═════ RECORDS SUPPLIED
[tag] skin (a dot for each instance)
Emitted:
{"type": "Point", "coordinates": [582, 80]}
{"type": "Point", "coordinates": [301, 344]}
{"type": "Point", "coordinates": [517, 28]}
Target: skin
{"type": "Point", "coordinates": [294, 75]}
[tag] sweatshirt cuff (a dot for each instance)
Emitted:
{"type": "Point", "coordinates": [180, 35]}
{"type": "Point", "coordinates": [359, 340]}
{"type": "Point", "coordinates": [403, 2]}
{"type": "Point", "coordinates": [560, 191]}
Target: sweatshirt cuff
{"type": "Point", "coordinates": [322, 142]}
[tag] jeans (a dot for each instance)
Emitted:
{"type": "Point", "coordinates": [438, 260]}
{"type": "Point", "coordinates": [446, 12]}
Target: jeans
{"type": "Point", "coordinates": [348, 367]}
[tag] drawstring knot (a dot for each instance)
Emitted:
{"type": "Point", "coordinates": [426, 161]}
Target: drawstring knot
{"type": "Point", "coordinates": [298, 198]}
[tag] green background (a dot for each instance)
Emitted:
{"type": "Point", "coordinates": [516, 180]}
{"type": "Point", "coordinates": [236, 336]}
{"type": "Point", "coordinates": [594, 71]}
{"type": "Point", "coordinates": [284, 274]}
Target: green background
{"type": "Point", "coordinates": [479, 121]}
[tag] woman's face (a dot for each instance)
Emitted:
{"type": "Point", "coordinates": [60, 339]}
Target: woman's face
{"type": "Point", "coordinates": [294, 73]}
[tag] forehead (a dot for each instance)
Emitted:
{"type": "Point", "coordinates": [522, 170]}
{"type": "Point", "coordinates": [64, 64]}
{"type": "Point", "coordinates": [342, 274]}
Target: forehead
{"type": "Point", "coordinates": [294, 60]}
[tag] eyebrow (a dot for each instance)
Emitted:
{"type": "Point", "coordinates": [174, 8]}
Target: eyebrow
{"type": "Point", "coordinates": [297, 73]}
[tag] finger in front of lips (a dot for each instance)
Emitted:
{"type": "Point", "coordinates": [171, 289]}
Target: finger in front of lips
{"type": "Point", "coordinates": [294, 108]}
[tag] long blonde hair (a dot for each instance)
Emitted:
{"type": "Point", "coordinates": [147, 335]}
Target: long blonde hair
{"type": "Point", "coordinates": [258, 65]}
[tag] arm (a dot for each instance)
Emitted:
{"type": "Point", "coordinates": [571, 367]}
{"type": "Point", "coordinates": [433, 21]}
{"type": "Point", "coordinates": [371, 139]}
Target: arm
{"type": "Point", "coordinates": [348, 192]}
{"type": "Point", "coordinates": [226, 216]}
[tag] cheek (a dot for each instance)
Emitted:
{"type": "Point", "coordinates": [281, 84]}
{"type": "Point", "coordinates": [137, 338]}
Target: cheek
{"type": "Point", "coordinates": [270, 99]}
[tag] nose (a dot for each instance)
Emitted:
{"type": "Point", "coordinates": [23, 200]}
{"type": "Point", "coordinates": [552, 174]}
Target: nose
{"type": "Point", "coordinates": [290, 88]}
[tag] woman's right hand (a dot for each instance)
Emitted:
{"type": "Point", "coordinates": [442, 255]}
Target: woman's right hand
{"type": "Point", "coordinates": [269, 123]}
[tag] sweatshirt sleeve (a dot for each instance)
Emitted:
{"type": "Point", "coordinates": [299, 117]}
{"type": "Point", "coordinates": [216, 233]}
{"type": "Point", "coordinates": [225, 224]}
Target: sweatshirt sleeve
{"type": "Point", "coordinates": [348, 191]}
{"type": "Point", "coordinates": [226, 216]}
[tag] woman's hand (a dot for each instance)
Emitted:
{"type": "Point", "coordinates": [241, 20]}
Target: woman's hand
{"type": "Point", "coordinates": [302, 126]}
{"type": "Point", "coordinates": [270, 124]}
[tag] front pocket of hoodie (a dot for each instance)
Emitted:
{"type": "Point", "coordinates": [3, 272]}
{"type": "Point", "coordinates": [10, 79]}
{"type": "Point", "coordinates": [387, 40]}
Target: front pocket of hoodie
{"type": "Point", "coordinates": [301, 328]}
══════════
§ **WHAT THE TASK REQUIRES**
From the first line to the last, transcribe the data exactly.

§ **SOLVED EXERCISE**
[tag] skin (a dot for each instance)
Emitted:
{"type": "Point", "coordinates": [582, 80]}
{"type": "Point", "coordinates": [301, 344]}
{"type": "Point", "coordinates": [517, 28]}
Target: skin
{"type": "Point", "coordinates": [294, 75]}
[tag] sweatshirt cuff (a dot for each instance)
Emitted:
{"type": "Point", "coordinates": [180, 35]}
{"type": "Point", "coordinates": [359, 340]}
{"type": "Point", "coordinates": [403, 2]}
{"type": "Point", "coordinates": [560, 191]}
Target: sweatshirt cuff
{"type": "Point", "coordinates": [322, 142]}
[tag] jeans (a dot for each instance)
Emitted:
{"type": "Point", "coordinates": [438, 260]}
{"type": "Point", "coordinates": [446, 12]}
Target: jeans
{"type": "Point", "coordinates": [348, 367]}
[tag] drawstring knot (a dot for each instance)
Emitted:
{"type": "Point", "coordinates": [426, 161]}
Target: drawstring knot
{"type": "Point", "coordinates": [298, 198]}
[tag] green background (a dot for each instance)
Emitted:
{"type": "Point", "coordinates": [516, 180]}
{"type": "Point", "coordinates": [236, 336]}
{"type": "Point", "coordinates": [594, 71]}
{"type": "Point", "coordinates": [284, 274]}
Target: green background
{"type": "Point", "coordinates": [479, 121]}
[tag] woman's face (a dot for each instance)
Emitted:
{"type": "Point", "coordinates": [60, 339]}
Target: woman's face
{"type": "Point", "coordinates": [294, 73]}
[tag] forehead (a dot for each instance)
Emitted:
{"type": "Point", "coordinates": [522, 170]}
{"type": "Point", "coordinates": [64, 64]}
{"type": "Point", "coordinates": [342, 274]}
Target: forehead
{"type": "Point", "coordinates": [294, 60]}
[tag] eyebrow (a dot for each instance)
Emitted:
{"type": "Point", "coordinates": [174, 8]}
Target: eyebrow
{"type": "Point", "coordinates": [297, 73]}
[tag] finger in front of lips (a dot for each instance)
Emitted:
{"type": "Point", "coordinates": [171, 289]}
Target: finger in front of lips
{"type": "Point", "coordinates": [294, 108]}
[tag] long blonde hair (a dot for each instance)
Emitted:
{"type": "Point", "coordinates": [147, 335]}
Target: long blonde hair
{"type": "Point", "coordinates": [258, 65]}
[tag] arm (a dot for each instance)
Emitted:
{"type": "Point", "coordinates": [571, 367]}
{"type": "Point", "coordinates": [433, 21]}
{"type": "Point", "coordinates": [371, 139]}
Target: arm
{"type": "Point", "coordinates": [348, 192]}
{"type": "Point", "coordinates": [226, 216]}
[tag] cheek (a dot for each instance)
Emitted:
{"type": "Point", "coordinates": [281, 84]}
{"type": "Point", "coordinates": [137, 338]}
Target: cheek
{"type": "Point", "coordinates": [270, 99]}
[tag] nose (a dot for each instance)
Emitted:
{"type": "Point", "coordinates": [23, 200]}
{"type": "Point", "coordinates": [552, 174]}
Target: nose
{"type": "Point", "coordinates": [290, 88]}
[tag] woman's right hand (a dot for each instance)
Emitted:
{"type": "Point", "coordinates": [442, 255]}
Target: woman's right hand
{"type": "Point", "coordinates": [269, 123]}
[tag] sweatshirt sleeve (a dot for each instance)
Emitted:
{"type": "Point", "coordinates": [299, 117]}
{"type": "Point", "coordinates": [216, 233]}
{"type": "Point", "coordinates": [225, 224]}
Target: sweatshirt sleeve
{"type": "Point", "coordinates": [348, 191]}
{"type": "Point", "coordinates": [226, 216]}
[tag] woman's hand (a dot for each instance)
Emitted:
{"type": "Point", "coordinates": [241, 20]}
Target: woman's hand
{"type": "Point", "coordinates": [302, 126]}
{"type": "Point", "coordinates": [270, 124]}
[tag] front pocket of hoodie (a dot for each instance)
Emitted:
{"type": "Point", "coordinates": [3, 272]}
{"type": "Point", "coordinates": [10, 79]}
{"type": "Point", "coordinates": [387, 40]}
Target: front pocket of hoodie
{"type": "Point", "coordinates": [301, 328]}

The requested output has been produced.